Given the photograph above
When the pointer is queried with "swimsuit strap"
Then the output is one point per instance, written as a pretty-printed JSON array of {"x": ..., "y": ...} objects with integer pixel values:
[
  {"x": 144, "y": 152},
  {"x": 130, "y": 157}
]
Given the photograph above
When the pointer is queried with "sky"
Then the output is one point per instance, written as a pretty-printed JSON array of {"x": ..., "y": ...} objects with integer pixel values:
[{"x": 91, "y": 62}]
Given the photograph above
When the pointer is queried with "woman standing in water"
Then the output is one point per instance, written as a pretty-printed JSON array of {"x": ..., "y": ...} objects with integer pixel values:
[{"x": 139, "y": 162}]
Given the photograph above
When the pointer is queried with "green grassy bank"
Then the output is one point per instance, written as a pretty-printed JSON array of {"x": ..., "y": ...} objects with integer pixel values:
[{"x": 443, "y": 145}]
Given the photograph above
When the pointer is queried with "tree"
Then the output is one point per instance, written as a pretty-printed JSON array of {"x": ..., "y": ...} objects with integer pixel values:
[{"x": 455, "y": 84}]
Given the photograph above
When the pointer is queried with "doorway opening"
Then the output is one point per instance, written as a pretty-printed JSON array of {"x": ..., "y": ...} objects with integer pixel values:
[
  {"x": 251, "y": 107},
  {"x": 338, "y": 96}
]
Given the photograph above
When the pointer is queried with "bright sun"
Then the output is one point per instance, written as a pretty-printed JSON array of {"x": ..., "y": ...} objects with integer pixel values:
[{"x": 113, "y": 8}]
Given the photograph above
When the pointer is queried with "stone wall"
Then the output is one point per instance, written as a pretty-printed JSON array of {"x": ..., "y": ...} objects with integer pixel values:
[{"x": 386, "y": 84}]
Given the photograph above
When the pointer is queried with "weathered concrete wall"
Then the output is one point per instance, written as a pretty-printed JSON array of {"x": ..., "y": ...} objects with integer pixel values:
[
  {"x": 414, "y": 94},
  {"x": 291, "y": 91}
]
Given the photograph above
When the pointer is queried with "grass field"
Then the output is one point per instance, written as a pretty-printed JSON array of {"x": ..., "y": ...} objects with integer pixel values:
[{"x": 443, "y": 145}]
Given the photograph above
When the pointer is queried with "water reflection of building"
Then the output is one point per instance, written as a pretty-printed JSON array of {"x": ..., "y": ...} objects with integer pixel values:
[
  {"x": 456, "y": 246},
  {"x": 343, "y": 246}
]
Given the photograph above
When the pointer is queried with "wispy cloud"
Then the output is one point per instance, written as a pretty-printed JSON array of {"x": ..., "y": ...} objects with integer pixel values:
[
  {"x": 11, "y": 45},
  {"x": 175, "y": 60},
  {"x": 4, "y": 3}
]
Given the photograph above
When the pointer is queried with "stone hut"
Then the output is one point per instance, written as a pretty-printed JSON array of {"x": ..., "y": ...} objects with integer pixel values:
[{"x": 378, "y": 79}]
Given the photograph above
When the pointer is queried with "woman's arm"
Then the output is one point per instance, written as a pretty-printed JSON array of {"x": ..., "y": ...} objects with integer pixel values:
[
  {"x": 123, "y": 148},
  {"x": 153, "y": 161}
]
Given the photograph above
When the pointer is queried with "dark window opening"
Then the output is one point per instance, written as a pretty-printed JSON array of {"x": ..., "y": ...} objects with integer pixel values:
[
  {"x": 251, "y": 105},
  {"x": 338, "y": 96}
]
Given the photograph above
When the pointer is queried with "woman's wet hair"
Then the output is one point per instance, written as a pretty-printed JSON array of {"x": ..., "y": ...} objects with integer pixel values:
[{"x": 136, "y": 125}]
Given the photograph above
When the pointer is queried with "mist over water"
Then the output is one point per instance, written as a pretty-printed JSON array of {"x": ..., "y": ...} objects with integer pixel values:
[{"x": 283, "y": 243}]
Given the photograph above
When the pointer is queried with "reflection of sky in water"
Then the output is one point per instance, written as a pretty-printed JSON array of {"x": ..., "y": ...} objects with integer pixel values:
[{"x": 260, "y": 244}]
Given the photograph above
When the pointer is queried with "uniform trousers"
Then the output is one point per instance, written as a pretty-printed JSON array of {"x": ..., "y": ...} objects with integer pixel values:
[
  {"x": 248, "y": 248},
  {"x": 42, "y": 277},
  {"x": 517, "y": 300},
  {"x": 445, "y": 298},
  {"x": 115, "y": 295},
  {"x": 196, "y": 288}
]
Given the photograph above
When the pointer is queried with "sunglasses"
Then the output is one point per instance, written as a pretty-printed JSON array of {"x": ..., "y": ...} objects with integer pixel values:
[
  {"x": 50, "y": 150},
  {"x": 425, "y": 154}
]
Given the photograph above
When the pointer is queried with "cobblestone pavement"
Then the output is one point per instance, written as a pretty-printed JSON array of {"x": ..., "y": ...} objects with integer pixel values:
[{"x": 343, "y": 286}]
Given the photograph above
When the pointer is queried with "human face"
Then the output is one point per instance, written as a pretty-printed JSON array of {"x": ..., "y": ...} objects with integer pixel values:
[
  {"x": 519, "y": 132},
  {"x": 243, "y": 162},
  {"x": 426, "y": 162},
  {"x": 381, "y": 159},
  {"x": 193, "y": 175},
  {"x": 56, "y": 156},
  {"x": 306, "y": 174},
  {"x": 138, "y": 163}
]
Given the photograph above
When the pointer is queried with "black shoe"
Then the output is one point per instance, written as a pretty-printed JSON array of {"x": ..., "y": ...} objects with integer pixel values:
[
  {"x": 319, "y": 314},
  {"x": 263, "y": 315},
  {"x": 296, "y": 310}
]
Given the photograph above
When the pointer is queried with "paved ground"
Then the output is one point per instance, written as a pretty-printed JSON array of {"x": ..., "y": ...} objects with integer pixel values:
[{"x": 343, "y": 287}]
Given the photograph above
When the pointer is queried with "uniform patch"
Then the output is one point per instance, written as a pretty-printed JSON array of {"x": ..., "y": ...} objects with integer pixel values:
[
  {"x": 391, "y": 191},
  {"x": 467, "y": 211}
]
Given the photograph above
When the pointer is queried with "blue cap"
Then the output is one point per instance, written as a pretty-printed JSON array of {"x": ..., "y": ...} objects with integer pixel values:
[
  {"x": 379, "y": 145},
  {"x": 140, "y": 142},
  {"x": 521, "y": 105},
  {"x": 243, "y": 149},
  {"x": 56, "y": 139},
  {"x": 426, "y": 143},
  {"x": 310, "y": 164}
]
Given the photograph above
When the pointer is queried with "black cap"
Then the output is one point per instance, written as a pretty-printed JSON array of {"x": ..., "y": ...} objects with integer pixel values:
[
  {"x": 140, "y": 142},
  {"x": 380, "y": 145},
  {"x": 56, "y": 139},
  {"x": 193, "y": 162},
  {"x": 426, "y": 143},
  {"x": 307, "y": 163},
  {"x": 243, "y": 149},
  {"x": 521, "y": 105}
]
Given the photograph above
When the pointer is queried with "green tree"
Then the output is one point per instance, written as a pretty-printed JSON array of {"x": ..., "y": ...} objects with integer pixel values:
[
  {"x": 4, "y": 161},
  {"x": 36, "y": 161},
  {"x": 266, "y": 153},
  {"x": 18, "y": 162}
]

::::::::::

• _Exercise directions_
Transcribe the listing in full, keeping every line exact.

• _Final answer_
Given the photograph above
When the pointer is queried with "swimsuit strap"
Then the output is one point per instance, written as a pretty-printed JSON array of {"x": ..., "y": ...} objects with integer pixel values:
[
  {"x": 144, "y": 152},
  {"x": 130, "y": 157}
]
Given the photograph above
When the pointer is queried with "sky"
Then the output is one point per instance, written as a pretty-printed JSON array of {"x": ..., "y": ...} objects with integer pixel values:
[{"x": 91, "y": 62}]
Given the photograph above
When the pointer is queried with "woman standing in water"
Then the output is one point per instance, written as a pretty-printed JSON array of {"x": ..., "y": ...} objects with integer pixel values:
[{"x": 139, "y": 162}]
Given the photograph above
When the pointer is queried with "green grassy bank"
Then the output is one point per instance, written as a pretty-printed JSON array of {"x": ..., "y": ...} objects with integer pixel values:
[{"x": 443, "y": 145}]
Given the photograph above
When the pointer is queried with "tree"
Then the output is one point per instance, written as a pretty-printed JSON array of {"x": ..., "y": ...} objects with integer pixel values:
[{"x": 455, "y": 84}]
Given the photograph above
When the pointer is queried with "doorway opening"
Then the output is one point per instance, written as a pretty-printed JSON array of {"x": ..., "y": ...} objects with integer pixel values:
[
  {"x": 251, "y": 107},
  {"x": 338, "y": 96}
]
Given the photograph above
When the pointer is queried with "bright sun"
Then the output is one point per instance, written as a pretty-printed JSON array of {"x": ..., "y": ...} objects with integer pixel values:
[{"x": 113, "y": 8}]
Given the photograph above
When the pointer is queried with "stone wall"
Then the output is one point per instance, written as a pretty-printed JSON array of {"x": ..., "y": ...} objects with integer pixel values:
[{"x": 386, "y": 84}]
Given the photograph above
When the pointer is queried with "weathered concrete wall"
Then the output is one point per instance, written as a pretty-printed JSON array of {"x": ..., "y": ...} objects with integer pixel values:
[
  {"x": 414, "y": 94},
  {"x": 291, "y": 91}
]
Given the photograph above
When the pointer is queried with "grass field"
Then the output is one point per instance, written as a pretty-printed JSON array of {"x": ..., "y": ...} objects with integer pixel values:
[{"x": 443, "y": 145}]
Given the photograph above
When the pointer is queried with "water reflection of building"
Then the output is one point per instance, written as a pretty-printed JSON array of {"x": ..., "y": ...} objects with integer pixel values:
[
  {"x": 456, "y": 246},
  {"x": 343, "y": 246}
]
Given the photograph above
When the pointer is queried with "wispy cloud"
Then the output is one point per instance, written as a pretty-printed JSON array of {"x": ..., "y": ...} objects with integer pixel values:
[
  {"x": 11, "y": 45},
  {"x": 175, "y": 60},
  {"x": 4, "y": 3}
]
Given the photograph above
When the pointer is queried with "stone hut"
Then the output is one point per instance, written as a pretty-printed JSON array of {"x": ..., "y": ...} objects with integer pixel values:
[{"x": 378, "y": 79}]
Given the photograph above
When the pointer is queried with "woman's arm"
Then the output is one point per instance, written as a pretty-printed JSON array of {"x": ..., "y": ...} objects with integer pixel values:
[
  {"x": 123, "y": 148},
  {"x": 153, "y": 161}
]
Given the photograph above
When the pointer is queried with "dark window opening"
Then the output is one point per instance, written as a pretty-printed JSON array of {"x": ..., "y": ...} objects with integer pixel values:
[
  {"x": 251, "y": 105},
  {"x": 338, "y": 96}
]
Given the photograph above
When the pointer is queried with "woman's wet hair"
Then the output is one point per instance, written as a pretty-printed JSON array of {"x": ..., "y": ...} objects with integer pixel values:
[{"x": 136, "y": 125}]
Given the photograph above
When the pointer is queried with "mist over water"
Then the output is one point per instance, written as a pretty-printed JSON array of {"x": ..., "y": ...} objects with integer pixel values:
[{"x": 283, "y": 243}]
Given the photograph above
When the pointer is queried with "reflection of sky in water"
Then the output is one point per instance, written as a pretty-printed JSON array of {"x": ..., "y": ...} objects with integer pixel values:
[{"x": 260, "y": 244}]
Given the photograph above
When the pointer is queried with "uniform trousers"
Then the output is one point per instance, written as a pretty-printed JSON array of {"x": ..., "y": ...} objects with integer pixel values:
[
  {"x": 248, "y": 248},
  {"x": 42, "y": 277},
  {"x": 517, "y": 300},
  {"x": 445, "y": 298},
  {"x": 115, "y": 295},
  {"x": 196, "y": 288}
]
Given the photograph above
When the pointer is queried with "sunglasses"
Then the output is one point per instance, written as a pretty-printed JSON array of {"x": ..., "y": ...} objects with integer pixel values:
[
  {"x": 50, "y": 150},
  {"x": 425, "y": 154}
]
Given the photograph above
When the pointer is queried with "cobblestone pavement"
Then the output is one point per instance, written as a pretty-printed JSON array of {"x": ..., "y": ...} objects with integer pixel values:
[{"x": 343, "y": 286}]
Given the photograph above
When the pointer is queried with "human face"
Then the output is one point per instance, written as a pretty-printed JSON array of {"x": ..., "y": ...} objects with integer pixel values:
[
  {"x": 519, "y": 132},
  {"x": 243, "y": 162},
  {"x": 426, "y": 162},
  {"x": 381, "y": 159},
  {"x": 193, "y": 175},
  {"x": 56, "y": 156},
  {"x": 306, "y": 174},
  {"x": 138, "y": 163}
]
Given the photograph above
When the pointer is queried with "black shoe"
Then the output is one point per instance, written as a pretty-printed JSON array of {"x": ..., "y": ...} objects with integer pixel values:
[
  {"x": 319, "y": 314},
  {"x": 263, "y": 315},
  {"x": 296, "y": 310}
]
Given the photograph above
When the pointer is queried with "paved ground"
Then the output is one point per instance, written as a pretty-printed JSON array of {"x": ..., "y": ...} objects with integer pixel values:
[{"x": 343, "y": 287}]
Given the photograph above
When the pointer is queried with "uniform patch"
Then the output is one point per instance, written as a pretty-printed JSON array of {"x": ..., "y": ...} objects with integer pixel values:
[
  {"x": 391, "y": 191},
  {"x": 467, "y": 211}
]
Given the photograph above
When the pointer is queried with "blue cap"
Then the output is one point per instance, written as a pretty-printed JSON array of {"x": ..., "y": ...} objects with integer pixel values:
[
  {"x": 379, "y": 145},
  {"x": 140, "y": 142},
  {"x": 521, "y": 105},
  {"x": 243, "y": 149},
  {"x": 56, "y": 139},
  {"x": 426, "y": 143},
  {"x": 310, "y": 164}
]
Given the photograph above
When the pointer is queried with "black cap"
Then the output is one point per instance, written as a pretty-printed JSON array of {"x": ..., "y": ...} objects with integer pixel values:
[
  {"x": 140, "y": 142},
  {"x": 380, "y": 145},
  {"x": 56, "y": 139},
  {"x": 193, "y": 162},
  {"x": 426, "y": 143},
  {"x": 307, "y": 163},
  {"x": 243, "y": 149},
  {"x": 521, "y": 105}
]
Given the photograph above
When the pointer is queried with "green tree"
Then the output is one point per instance, written as a pretty-printed JSON array of {"x": ..., "y": ...} objects with integer pixel values:
[
  {"x": 4, "y": 161},
  {"x": 36, "y": 161},
  {"x": 266, "y": 153},
  {"x": 18, "y": 162}
]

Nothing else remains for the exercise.